• **TASK REQUIREMENTS**
Collect every line in the entries below that contains the word "turn".

• **SUPPLIED ENTRIES**
+--

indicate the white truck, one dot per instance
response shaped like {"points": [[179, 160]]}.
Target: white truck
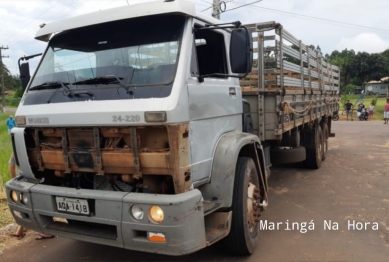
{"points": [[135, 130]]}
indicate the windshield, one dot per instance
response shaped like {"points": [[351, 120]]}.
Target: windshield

+--

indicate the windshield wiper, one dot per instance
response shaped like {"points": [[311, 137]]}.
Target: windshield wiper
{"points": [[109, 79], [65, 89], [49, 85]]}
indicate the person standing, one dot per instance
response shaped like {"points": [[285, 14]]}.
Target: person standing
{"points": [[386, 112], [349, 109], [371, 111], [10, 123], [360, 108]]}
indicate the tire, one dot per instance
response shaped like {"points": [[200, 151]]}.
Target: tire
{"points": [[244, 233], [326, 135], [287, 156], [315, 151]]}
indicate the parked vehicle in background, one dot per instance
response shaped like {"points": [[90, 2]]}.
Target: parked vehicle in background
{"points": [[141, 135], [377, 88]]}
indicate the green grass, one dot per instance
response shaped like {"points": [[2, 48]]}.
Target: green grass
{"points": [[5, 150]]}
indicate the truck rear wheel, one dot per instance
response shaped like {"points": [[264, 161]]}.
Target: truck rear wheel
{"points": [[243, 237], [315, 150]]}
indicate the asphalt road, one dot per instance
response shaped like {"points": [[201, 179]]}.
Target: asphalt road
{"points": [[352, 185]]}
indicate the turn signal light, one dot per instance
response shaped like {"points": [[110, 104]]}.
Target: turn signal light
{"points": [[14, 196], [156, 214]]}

+--

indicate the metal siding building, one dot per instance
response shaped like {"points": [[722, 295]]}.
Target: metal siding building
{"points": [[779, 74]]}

+--

• **FULL ANSWER**
indicate the turn signal light, one dot per instance
Target: turn signal light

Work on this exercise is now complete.